> Stated problem
The required output consists solely of the lines from the line containing "shrub and record integer pixel coordinates." through the end of the records, copied exactly.

> Records of labeled points
------------------------

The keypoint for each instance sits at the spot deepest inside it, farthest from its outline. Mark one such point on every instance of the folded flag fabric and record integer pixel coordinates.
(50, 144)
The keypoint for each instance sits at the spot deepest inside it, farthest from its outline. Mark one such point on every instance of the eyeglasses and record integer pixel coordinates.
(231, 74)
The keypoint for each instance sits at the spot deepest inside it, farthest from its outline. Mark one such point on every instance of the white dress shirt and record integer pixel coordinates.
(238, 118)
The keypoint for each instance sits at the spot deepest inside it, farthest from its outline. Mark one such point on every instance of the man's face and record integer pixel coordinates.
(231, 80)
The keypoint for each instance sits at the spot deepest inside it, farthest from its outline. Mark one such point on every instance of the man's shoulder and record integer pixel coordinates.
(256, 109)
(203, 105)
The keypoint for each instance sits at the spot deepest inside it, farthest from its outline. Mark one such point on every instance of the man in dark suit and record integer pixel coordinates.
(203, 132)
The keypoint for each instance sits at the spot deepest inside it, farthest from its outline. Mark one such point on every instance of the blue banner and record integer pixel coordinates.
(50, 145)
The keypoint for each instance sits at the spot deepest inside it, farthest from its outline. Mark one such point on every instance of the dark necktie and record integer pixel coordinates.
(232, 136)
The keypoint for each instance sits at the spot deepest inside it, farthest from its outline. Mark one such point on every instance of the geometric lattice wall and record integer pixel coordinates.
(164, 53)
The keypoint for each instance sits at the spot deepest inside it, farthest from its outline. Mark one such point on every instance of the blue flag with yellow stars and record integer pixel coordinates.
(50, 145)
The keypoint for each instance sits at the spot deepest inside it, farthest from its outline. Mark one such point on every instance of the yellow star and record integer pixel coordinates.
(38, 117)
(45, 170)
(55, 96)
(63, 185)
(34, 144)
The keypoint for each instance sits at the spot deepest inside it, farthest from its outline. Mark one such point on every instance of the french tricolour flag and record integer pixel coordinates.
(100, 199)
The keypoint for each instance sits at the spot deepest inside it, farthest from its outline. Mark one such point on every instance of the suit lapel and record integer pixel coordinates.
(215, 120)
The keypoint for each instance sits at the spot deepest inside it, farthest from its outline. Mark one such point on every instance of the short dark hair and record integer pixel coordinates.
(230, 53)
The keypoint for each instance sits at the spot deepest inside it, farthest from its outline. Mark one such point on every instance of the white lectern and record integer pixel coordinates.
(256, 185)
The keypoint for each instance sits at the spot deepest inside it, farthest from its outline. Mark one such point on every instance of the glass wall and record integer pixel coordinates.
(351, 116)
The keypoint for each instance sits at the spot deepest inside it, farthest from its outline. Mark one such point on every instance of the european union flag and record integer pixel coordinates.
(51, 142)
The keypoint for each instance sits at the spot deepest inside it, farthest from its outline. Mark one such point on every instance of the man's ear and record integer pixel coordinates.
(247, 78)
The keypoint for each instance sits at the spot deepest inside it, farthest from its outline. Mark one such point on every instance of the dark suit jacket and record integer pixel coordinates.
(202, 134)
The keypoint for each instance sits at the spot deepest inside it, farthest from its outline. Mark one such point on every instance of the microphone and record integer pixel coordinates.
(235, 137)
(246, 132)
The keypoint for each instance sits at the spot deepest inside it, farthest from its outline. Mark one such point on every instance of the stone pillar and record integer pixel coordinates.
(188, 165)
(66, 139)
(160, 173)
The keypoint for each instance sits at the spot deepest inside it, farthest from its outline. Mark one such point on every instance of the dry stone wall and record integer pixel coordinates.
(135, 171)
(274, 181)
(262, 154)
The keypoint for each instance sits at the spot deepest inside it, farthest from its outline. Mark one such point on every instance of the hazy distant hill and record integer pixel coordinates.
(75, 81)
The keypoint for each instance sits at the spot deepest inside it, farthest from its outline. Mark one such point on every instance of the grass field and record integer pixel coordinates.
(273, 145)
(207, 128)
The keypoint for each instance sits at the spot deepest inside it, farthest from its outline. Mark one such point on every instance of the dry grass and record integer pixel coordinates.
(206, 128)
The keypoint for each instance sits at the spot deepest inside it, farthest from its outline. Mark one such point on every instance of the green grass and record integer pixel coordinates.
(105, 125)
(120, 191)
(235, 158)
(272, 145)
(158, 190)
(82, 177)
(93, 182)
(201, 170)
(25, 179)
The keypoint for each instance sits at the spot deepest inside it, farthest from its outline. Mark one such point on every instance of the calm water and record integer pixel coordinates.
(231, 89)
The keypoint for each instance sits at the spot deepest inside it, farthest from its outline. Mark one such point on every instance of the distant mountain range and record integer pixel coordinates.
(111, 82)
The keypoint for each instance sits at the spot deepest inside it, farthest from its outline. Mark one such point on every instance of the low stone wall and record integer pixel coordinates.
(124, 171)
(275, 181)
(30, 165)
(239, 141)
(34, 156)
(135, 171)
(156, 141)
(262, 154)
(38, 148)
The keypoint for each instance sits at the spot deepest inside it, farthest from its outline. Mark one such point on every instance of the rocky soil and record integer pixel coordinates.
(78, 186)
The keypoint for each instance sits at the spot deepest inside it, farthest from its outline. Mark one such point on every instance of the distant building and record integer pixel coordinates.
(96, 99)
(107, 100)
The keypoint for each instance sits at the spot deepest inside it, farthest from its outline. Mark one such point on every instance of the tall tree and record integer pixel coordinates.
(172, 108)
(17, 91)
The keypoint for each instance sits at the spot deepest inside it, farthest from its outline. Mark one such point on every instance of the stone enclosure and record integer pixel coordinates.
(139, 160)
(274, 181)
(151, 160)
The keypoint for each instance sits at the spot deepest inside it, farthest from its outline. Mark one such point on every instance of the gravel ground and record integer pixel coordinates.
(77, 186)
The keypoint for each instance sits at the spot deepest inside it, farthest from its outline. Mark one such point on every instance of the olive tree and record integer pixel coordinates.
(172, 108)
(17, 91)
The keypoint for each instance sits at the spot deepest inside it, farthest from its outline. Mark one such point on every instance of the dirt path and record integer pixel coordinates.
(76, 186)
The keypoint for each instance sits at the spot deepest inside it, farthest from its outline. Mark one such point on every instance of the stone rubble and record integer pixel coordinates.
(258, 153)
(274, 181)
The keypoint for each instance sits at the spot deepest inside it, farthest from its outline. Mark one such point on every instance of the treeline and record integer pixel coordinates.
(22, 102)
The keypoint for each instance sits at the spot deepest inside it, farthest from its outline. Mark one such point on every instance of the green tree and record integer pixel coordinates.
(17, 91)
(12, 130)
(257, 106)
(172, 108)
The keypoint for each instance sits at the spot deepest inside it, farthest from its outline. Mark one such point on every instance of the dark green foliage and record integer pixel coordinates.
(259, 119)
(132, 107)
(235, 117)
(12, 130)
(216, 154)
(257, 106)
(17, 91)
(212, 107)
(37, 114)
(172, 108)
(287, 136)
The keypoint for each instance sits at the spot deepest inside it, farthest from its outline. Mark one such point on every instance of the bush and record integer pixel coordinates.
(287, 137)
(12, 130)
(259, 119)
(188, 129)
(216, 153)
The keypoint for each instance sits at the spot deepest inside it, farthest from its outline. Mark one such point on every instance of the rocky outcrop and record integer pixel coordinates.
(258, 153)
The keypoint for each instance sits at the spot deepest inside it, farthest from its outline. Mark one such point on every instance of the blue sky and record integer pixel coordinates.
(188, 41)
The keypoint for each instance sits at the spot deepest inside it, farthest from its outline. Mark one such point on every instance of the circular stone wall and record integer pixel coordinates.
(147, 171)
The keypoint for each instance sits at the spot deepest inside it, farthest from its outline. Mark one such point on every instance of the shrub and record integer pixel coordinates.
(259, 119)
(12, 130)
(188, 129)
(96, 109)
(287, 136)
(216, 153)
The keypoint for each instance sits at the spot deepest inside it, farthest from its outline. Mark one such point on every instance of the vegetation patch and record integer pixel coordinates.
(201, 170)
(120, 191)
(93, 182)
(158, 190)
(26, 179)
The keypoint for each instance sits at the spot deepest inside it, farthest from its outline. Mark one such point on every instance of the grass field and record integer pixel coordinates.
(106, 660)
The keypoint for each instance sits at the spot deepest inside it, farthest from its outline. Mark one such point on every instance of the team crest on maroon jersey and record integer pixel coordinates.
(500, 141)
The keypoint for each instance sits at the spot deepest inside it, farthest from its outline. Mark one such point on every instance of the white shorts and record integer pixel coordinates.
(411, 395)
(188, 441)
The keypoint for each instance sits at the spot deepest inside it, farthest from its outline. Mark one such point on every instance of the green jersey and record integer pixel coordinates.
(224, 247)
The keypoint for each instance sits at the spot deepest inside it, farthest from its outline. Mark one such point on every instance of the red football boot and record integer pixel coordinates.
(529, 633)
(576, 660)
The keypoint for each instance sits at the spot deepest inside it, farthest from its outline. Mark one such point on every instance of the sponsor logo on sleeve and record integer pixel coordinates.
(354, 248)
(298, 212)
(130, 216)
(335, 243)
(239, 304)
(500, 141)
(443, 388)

------------------------

> The reply
The keypoint for each instance sits at the spot deepest inside it, farthest from its outline. Mark one such point on every instance of the shrub and record integer pixel coordinates.
(259, 119)
(12, 130)
(188, 129)
(96, 109)
(287, 136)
(216, 153)
The keypoint for each instance sits at the spot deepest inside it, farthest from its outline. Mark one such point on every instance of the vegetation patch and record integer pixel coordinates.
(201, 170)
(120, 191)
(93, 182)
(158, 190)
(26, 179)
The keypoint for each instance sits at the spot deepest inside it, farthest from its outline. Mark one such point on every instance of the grass field and record integer pixel coordinates.
(106, 660)
The keypoint for each instance sits at the spot deepest inside it, farthest from its outline. Mark one such point on every instance of the team crest on maroon jersey and record integer pixel coordinates.
(500, 141)
The keypoint for each instance sits at the spot deepest inside it, farthest from its outline. Mark one such point on every instance of the white shorts and record integer pixel coordinates.
(411, 395)
(188, 441)
The keypoint for each instance sits at the spot deepest inside it, farthest from its outline. Mark one such point on every instance of the green jersey and record integer pixel coordinates.
(224, 247)
The keypoint for each instance sits at the spot deepest inside it, farthest from its outline. Mark one such point on every instance of the red football boot and record integer pixel coordinates.
(529, 633)
(576, 660)
The keypoint for each instance sits at the spot deepest inside it, farthest from its outline. Mark one such point on every instance of the sponsor logo on sleeve and record integer pixel coordinates.
(354, 248)
(298, 212)
(130, 216)
(335, 243)
(239, 304)
(500, 141)
(443, 388)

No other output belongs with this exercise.